__ACTION ITEM__. In the passage about what government produces, name the three industries the businessman friend calls the only ones that produce anything.

__EXTRACTED TEXT__.
Start of Block
I was talking last week to a friend who is a successful businessman. During the conversation he said, "Government doesn't produce anything. The only industries that produce anything are mining, manufacturing, and agriculture."
I agreed, thinking about the tangible products, upon which we all depend, that are produced by these primary industries.
But then afterward I realized he was wrong. Sure, governments don't grow wheat or manufacture washing machines. The consensus in developed capitalist nations is that those activities are best left to the efficiencies of the private sector.
But government produces the conditions that allow businesses to exist and to thrive.
A few examples:
National defense: How many businesses have the wherewithal to maintain a standing army to protect their interests?
End of Block
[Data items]
Start of Block
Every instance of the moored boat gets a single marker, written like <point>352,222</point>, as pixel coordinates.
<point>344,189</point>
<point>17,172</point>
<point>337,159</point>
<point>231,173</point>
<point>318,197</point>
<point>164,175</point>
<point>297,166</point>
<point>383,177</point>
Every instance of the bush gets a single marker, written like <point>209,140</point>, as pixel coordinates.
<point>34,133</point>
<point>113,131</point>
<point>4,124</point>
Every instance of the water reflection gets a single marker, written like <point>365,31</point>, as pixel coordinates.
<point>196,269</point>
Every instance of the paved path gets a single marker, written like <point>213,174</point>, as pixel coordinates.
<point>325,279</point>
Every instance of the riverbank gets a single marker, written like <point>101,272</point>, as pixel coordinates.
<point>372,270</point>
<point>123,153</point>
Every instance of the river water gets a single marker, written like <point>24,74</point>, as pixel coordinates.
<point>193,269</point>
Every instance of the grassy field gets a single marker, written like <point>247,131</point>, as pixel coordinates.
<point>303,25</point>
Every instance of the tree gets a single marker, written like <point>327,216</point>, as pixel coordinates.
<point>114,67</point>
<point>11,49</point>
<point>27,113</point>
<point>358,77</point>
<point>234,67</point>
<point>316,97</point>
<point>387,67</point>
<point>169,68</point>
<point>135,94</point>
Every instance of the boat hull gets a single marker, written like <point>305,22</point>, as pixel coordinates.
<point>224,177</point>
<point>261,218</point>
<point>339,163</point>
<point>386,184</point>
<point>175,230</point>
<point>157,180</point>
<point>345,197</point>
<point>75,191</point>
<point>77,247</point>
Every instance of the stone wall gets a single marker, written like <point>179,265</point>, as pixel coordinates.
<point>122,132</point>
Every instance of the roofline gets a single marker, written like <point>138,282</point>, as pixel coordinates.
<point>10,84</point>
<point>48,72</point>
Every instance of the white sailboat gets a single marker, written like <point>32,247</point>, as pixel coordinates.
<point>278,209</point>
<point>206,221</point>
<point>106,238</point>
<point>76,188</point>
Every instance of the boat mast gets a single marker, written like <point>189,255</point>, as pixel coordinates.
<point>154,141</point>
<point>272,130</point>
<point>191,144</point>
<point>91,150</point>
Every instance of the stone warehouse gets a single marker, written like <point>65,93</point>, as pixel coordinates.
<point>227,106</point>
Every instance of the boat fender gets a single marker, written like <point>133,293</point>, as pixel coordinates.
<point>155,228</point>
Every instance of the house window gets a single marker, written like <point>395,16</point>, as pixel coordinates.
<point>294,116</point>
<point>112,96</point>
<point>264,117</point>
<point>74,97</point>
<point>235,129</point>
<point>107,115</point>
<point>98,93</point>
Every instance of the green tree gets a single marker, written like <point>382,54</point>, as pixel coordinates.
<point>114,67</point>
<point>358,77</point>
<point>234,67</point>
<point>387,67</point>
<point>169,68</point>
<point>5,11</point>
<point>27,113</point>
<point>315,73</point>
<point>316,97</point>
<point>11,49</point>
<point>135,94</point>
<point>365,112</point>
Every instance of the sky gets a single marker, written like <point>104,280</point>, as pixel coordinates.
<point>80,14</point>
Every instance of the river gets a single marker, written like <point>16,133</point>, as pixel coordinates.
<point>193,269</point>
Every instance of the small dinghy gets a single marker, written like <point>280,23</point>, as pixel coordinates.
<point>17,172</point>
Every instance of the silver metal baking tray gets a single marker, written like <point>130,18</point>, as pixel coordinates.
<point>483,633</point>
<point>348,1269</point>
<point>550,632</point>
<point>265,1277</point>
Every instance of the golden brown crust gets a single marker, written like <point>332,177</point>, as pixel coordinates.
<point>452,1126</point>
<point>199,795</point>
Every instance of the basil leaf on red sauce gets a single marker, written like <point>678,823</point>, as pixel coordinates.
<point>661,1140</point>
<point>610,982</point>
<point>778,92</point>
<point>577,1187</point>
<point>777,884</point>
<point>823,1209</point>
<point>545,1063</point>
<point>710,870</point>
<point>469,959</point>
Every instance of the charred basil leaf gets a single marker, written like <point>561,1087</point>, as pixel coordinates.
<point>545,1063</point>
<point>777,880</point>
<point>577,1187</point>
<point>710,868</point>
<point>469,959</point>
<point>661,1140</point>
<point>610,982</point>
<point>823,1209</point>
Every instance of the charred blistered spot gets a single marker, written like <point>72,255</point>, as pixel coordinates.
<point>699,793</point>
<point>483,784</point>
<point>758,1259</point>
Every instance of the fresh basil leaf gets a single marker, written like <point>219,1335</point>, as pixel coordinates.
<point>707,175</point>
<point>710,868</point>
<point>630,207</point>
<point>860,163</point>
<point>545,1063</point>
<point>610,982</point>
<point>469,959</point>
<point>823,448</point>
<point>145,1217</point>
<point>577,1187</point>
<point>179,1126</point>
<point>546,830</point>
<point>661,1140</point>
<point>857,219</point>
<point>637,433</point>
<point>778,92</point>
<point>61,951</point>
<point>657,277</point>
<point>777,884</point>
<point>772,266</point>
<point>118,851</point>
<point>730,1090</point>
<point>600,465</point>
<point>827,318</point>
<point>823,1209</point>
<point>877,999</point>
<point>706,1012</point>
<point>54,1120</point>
End of Block
__TASK SOLUTION__. Mining, manufacturing, and agriculture.